Around here, spring is a long awaited season for many reasons. We’re not big into winter activities so when the days lengthen and warmer sunshiny days finally arrive, we’re more than ready to head outdoors.
At first it’s pure exhilaration — enjoying the woodsy scent of our ‘Wildwood’ acres and marsh, the sound of returning zippy, dippy hummingbirds, glimpses of new buds and greening shrubs. And then … reality sets in.
There is SO much outside work to do in the spring. We’ve lived on this acreage for 23+ years. When we came, there were a few garden beds but none at the back of the house where we tended to spend most of our time. So, year by year we added more. A curved bed here. A rockery there. A few ornamental trees (as if we didn’t have enough trees already!). A strawberry bed to accompany the blueberry bushes.
As the years evolved, so did the property. We pruned leaning-for-the-sunshine shrubs and relocated others, divided and tried to conquer overgrown perennials, replaced things that didn’t like our shady acidic conditions.
And every year, my hubby dutifully power-raked the winter’s accumulation of moss from of the lawns, limed and fertilized them, then power-washed the green grunge off the deck, house and driveway. It was (and is) never-ending, but when one’s home is surrounded on all four sides by tall trees, you keep ahead of these tasks, or they become overwhelming.
The only problem has been that as the plantings matured, so did we. As the yardwork increased, our energy waned. Twenty-three years ago I loved spending a day puttering in the gardens. Age and arthritis have reduced my ambitions to an hour at best, sometimes less. While dear hubby gets a whole lot more done than I do in a session, everything takes him longer, too.
Two years ago our family contributed to a gift certificate for his eightieth birthday for several hours of a landscaping service. He elected to use it for the initial spring cleanup. The business was a local one, run by a very energetic young women who astounded us with her speed and efficiency. My hubby says she gets more done in three hours than he could possibly accomplish in three weeks! As a result, we’ve come to rely on her every spring.
Having a little help means maintaining the property is still possible for us. Otherwise, I think we’d have to consider downsizing, and we’re reluctant to make that decision yet. We appreciate the space here, the peacefulness, the great (but not-elbow-close) neighbours, the wildlife. City living just can’t compete with this semi-rural lifestyle we’ve come to love.

Information shown:

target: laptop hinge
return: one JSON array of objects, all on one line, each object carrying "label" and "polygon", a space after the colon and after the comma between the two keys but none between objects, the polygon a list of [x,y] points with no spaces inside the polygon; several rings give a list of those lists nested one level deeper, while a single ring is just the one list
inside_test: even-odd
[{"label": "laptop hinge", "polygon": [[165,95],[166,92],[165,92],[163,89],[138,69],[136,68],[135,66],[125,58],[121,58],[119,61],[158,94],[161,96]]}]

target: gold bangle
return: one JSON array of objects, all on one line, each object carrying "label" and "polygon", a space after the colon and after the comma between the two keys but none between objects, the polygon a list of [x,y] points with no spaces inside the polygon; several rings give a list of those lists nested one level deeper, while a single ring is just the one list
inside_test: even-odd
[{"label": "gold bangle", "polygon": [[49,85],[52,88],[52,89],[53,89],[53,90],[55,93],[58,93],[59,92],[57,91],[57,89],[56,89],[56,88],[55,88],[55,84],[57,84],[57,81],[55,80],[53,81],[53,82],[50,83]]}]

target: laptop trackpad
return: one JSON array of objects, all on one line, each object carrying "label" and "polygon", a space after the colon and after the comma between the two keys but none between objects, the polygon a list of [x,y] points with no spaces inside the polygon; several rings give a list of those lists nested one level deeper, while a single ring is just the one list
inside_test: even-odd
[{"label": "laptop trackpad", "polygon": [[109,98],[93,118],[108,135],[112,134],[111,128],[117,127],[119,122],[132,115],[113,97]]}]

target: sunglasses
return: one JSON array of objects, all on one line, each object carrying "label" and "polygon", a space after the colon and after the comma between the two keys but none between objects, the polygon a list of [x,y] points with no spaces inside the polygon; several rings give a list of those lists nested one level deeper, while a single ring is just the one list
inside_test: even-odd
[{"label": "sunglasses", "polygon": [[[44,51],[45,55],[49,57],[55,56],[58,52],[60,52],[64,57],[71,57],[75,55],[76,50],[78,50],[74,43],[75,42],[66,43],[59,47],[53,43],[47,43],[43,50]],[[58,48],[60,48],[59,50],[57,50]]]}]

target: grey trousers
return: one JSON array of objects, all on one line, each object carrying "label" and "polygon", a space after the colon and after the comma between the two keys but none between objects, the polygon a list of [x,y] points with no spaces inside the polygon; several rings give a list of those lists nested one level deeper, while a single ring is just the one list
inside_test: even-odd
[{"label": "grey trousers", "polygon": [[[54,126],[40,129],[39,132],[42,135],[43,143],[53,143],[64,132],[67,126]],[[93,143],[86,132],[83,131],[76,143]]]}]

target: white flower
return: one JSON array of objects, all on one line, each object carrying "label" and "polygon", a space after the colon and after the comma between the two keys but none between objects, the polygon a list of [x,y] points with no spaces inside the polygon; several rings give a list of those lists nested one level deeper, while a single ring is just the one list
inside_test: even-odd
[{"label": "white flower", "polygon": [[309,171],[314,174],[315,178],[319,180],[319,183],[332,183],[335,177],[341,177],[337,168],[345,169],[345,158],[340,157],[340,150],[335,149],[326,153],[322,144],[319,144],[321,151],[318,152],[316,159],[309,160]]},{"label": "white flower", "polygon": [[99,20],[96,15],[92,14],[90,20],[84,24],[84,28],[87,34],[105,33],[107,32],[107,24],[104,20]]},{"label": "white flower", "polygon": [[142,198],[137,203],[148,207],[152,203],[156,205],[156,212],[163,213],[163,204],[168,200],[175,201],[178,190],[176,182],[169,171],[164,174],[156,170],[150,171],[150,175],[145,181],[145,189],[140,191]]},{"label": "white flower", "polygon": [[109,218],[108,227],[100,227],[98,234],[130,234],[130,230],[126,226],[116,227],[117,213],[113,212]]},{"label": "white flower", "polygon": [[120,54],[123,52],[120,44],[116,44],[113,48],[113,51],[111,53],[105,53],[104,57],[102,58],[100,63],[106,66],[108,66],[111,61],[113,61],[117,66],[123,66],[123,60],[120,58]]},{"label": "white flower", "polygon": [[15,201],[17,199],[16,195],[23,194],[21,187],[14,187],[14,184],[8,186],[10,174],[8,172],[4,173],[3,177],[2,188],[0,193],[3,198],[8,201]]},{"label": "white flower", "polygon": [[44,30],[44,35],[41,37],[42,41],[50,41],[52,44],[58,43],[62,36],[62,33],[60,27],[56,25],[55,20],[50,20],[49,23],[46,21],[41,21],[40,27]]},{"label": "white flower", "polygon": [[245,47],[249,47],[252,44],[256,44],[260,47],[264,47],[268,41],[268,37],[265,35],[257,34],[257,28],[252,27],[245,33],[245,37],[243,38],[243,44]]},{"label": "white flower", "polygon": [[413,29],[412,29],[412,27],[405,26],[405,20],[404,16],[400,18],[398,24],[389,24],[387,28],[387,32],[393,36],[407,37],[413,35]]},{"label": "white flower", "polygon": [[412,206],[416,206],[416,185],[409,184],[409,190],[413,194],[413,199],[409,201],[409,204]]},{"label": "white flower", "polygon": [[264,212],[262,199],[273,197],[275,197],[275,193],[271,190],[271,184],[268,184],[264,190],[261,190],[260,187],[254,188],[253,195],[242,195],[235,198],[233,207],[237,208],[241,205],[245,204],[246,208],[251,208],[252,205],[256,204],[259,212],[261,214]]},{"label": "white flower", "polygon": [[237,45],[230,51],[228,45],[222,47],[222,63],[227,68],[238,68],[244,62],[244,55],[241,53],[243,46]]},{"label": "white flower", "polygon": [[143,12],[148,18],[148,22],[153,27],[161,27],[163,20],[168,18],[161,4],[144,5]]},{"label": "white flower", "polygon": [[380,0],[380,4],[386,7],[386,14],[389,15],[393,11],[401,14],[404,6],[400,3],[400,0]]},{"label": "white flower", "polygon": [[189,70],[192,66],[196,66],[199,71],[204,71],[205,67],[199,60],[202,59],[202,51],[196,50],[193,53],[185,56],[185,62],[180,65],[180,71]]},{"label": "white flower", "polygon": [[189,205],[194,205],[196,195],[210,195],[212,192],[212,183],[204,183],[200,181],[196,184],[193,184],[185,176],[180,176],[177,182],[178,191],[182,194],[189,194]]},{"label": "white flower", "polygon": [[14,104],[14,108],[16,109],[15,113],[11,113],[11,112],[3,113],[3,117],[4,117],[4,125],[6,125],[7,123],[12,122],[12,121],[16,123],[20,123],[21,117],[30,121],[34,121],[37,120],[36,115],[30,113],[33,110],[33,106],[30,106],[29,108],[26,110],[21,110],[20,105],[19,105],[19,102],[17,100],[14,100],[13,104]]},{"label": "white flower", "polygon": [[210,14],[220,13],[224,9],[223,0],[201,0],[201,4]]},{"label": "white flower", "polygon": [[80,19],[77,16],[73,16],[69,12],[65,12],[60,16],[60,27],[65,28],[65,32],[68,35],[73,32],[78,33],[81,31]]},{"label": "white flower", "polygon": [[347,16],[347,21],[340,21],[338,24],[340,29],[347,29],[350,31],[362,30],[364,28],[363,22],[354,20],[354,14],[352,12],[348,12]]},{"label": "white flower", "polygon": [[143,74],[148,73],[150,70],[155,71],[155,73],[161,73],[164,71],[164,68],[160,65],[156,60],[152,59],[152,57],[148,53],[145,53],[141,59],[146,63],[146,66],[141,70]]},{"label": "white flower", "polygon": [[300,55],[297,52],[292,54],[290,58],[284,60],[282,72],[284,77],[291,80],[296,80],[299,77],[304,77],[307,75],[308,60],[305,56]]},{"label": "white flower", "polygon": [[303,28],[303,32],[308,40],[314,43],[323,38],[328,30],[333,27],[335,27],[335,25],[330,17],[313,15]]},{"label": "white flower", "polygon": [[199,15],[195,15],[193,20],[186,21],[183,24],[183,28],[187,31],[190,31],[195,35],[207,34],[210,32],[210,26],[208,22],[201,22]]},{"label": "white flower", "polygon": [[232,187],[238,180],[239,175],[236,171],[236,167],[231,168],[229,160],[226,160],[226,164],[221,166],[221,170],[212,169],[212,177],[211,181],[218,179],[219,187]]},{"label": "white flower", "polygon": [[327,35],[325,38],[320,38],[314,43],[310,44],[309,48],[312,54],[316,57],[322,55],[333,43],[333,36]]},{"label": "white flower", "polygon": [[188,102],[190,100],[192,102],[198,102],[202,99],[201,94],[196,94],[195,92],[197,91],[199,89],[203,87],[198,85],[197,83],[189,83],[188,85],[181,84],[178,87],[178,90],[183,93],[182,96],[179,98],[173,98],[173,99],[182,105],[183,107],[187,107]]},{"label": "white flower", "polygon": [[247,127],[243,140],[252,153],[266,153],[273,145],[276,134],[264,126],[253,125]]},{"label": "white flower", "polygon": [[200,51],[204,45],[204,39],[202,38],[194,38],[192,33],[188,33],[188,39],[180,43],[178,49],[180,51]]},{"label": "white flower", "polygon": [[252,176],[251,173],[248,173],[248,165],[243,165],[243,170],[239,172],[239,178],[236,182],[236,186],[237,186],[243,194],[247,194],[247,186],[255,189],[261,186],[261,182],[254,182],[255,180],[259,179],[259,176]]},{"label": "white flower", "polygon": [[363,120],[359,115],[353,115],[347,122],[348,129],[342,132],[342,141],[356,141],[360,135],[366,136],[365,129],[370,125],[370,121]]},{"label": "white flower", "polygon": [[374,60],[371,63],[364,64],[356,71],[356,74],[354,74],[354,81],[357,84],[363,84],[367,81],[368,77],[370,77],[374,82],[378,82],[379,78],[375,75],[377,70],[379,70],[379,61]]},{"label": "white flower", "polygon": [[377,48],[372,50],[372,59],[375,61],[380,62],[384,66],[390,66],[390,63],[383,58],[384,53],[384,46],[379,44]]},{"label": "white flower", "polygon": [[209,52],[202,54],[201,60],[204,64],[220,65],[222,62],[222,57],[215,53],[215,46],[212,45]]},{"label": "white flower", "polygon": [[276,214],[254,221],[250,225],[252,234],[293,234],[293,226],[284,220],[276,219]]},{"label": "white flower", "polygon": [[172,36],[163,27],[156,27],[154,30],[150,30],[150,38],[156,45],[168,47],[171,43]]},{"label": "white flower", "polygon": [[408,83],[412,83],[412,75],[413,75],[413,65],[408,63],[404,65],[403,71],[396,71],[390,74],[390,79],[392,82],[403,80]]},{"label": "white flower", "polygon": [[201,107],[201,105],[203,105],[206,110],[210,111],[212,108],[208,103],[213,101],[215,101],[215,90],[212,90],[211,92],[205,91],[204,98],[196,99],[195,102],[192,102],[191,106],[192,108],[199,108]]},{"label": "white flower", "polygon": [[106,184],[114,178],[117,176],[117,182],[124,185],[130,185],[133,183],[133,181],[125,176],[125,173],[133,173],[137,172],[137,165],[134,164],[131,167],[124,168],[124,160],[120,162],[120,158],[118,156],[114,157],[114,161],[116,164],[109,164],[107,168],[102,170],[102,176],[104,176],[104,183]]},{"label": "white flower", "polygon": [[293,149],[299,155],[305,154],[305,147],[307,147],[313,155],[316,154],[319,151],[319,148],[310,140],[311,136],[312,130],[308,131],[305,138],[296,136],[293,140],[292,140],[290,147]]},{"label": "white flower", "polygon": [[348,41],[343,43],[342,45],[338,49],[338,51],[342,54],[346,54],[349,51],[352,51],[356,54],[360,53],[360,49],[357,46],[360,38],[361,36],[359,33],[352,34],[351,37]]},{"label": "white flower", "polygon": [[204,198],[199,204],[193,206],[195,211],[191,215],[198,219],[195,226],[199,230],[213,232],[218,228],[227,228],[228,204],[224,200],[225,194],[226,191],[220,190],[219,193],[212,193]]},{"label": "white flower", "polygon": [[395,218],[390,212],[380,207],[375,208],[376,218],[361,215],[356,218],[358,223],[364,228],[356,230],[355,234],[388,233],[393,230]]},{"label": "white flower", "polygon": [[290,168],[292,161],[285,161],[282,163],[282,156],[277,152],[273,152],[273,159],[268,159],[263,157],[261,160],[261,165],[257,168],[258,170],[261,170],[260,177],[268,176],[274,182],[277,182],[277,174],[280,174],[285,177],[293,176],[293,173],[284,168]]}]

Work instructions:
Rewrite the part of the spring yardwork text starting at "There is SO" and ending at "shady acidic conditions.", replacing "rockery" with "herb garden".

Response below:
There is SO much outside work to do in the spring. We’ve lived on this acreage for 23+ years. When we came, there were a few garden beds but none at the back of the house where we tended to spend most of our time. So, year by year we added more. A curved bed here. A herb garden there. A few ornamental trees (as if we didn’t have enough trees already!). A strawberry bed to accompany the blueberry bushes.
As the years evolved, so did the property. We pruned leaning-for-the-sunshine shrubs and relocated others, divided and tried to conquer overgrown perennials, replaced things that didn’t like our shady acidic conditions.